- Work order -
Beginning with the line that mentions "upper cabinet, each", reproduce every line through the last line of the entries, exactly, and only those.

┌──

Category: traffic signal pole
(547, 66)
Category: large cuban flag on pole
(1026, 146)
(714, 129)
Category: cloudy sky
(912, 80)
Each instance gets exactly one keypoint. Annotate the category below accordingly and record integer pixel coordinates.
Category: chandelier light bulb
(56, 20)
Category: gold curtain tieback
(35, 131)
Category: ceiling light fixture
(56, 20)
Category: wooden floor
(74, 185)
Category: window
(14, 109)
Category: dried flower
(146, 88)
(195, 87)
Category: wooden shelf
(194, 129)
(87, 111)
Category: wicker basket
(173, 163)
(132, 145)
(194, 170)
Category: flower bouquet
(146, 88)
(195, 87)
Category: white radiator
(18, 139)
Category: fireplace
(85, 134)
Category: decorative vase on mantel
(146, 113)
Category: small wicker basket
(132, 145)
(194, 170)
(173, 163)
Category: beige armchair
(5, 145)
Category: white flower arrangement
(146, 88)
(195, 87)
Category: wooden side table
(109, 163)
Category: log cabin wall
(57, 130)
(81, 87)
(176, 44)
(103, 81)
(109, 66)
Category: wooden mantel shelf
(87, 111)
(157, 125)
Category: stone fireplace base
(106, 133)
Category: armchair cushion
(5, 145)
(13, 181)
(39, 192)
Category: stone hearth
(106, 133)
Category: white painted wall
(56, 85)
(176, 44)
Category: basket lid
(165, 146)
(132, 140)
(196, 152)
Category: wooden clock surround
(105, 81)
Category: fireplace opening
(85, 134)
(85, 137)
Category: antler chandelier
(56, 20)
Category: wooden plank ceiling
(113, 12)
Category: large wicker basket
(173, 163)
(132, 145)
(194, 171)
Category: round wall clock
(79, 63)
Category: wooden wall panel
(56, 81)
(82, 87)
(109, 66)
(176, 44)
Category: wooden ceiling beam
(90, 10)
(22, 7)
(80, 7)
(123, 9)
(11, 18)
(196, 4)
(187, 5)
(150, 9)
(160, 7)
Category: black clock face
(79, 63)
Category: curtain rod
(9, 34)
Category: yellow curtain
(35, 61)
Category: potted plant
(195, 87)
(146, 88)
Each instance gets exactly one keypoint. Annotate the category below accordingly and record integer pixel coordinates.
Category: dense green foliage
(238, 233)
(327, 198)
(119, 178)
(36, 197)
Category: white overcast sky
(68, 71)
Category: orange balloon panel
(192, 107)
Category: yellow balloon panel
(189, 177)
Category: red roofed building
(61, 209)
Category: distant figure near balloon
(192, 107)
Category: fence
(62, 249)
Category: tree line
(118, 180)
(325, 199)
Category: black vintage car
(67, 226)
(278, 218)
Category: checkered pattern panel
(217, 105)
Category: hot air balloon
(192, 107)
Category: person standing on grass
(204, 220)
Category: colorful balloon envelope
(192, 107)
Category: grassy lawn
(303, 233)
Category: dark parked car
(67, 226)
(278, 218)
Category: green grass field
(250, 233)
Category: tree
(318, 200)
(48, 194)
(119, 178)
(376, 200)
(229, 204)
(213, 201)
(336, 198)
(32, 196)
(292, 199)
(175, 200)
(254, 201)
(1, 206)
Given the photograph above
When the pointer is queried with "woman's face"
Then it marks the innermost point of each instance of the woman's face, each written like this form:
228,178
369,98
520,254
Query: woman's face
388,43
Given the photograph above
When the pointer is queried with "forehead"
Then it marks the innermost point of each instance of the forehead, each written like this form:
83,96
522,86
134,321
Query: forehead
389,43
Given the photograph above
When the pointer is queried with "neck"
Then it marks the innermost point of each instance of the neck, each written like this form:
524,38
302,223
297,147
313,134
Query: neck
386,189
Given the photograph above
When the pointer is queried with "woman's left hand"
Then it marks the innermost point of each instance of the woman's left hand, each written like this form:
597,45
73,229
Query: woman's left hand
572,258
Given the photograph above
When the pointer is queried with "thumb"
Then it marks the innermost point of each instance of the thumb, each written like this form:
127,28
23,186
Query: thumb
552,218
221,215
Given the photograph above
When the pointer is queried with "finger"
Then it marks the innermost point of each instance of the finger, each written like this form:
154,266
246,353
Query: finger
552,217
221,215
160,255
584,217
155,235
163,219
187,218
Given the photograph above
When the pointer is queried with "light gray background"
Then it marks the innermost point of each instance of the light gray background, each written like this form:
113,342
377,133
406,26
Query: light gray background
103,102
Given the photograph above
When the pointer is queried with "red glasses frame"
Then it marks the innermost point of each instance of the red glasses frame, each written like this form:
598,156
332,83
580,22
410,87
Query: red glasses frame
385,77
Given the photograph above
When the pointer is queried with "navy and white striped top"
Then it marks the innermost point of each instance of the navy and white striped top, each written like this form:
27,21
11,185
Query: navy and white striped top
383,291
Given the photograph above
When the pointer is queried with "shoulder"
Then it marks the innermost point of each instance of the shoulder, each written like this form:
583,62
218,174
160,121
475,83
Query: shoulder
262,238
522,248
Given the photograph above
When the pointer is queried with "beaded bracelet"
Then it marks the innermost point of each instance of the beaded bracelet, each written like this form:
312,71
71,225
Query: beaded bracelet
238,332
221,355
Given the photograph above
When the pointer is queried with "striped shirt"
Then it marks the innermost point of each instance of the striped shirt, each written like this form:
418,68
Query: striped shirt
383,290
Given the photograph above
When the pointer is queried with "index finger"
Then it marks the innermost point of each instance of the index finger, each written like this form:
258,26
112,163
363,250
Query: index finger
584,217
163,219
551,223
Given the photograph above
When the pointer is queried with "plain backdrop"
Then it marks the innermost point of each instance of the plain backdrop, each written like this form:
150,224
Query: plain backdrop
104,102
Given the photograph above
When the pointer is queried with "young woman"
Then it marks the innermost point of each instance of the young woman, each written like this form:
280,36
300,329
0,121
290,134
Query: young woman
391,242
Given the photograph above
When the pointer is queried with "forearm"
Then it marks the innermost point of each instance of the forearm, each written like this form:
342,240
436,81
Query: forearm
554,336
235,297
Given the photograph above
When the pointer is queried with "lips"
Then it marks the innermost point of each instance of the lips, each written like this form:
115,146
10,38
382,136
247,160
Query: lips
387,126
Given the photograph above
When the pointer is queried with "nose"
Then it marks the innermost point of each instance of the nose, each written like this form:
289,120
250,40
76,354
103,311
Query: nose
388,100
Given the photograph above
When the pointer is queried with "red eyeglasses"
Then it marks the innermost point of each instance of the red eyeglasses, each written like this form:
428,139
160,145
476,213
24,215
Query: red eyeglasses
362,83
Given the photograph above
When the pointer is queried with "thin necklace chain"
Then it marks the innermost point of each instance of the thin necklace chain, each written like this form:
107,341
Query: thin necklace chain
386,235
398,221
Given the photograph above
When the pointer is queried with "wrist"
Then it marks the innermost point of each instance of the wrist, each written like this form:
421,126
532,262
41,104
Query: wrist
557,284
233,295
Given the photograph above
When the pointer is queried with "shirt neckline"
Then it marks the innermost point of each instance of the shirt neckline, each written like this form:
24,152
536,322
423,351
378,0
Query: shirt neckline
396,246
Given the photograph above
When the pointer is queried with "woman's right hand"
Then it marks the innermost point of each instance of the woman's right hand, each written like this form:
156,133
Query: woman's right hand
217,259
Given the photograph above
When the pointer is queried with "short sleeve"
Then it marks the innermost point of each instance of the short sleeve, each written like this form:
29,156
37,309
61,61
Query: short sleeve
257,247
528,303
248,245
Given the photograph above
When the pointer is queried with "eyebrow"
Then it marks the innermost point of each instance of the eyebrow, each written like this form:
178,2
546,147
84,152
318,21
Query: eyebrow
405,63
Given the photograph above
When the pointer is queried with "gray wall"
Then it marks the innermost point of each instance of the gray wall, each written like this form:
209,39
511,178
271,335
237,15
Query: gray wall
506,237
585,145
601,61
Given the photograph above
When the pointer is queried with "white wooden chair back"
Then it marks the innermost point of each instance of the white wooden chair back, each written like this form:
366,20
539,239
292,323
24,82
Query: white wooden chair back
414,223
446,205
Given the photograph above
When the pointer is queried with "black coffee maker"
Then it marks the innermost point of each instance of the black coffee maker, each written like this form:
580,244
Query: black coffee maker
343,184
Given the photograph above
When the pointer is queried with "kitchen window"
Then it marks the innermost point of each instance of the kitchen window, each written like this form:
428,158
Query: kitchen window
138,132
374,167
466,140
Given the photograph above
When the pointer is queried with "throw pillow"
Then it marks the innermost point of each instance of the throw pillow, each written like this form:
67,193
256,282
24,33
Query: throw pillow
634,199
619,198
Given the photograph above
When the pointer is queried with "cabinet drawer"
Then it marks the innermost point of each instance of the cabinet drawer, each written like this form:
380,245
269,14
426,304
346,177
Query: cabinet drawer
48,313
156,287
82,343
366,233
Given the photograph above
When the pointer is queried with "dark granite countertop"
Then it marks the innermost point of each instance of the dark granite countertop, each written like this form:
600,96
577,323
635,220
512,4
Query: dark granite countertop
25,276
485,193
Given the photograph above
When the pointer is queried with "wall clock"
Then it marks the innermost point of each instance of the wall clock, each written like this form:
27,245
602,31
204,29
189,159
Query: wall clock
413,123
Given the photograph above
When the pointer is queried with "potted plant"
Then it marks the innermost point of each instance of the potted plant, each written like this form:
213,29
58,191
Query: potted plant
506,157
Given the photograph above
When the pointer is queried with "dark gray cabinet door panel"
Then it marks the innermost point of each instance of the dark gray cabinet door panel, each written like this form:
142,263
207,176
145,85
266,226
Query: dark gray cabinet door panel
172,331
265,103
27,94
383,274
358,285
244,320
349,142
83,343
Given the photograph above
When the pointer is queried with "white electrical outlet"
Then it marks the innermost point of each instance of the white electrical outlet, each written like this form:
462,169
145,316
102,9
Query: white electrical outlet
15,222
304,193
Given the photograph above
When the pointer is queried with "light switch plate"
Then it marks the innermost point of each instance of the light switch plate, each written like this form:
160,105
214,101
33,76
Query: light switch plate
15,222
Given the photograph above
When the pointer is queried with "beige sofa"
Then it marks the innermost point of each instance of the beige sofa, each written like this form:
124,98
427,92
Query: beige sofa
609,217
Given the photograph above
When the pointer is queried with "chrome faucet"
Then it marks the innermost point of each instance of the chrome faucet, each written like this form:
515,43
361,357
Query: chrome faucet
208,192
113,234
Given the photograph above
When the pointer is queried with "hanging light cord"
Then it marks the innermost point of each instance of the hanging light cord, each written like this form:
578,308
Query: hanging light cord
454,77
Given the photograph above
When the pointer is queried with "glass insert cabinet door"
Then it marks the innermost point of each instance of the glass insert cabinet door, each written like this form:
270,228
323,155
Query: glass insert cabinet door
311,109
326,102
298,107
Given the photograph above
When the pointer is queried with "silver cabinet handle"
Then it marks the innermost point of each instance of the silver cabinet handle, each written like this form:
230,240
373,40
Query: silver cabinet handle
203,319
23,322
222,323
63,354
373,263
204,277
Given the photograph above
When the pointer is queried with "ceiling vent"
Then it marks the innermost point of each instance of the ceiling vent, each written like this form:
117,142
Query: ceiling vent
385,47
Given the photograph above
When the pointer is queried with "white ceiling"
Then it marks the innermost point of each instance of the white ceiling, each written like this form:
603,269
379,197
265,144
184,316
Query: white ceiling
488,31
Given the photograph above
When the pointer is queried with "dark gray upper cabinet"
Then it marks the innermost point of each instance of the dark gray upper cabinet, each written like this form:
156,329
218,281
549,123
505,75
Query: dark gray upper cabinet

└──

- The completed task -
Then it marks the innermost point of each instance of the dark gray upper cabinet, each written like this form:
156,329
218,281
549,123
505,75
Query: dark gray upper cabinet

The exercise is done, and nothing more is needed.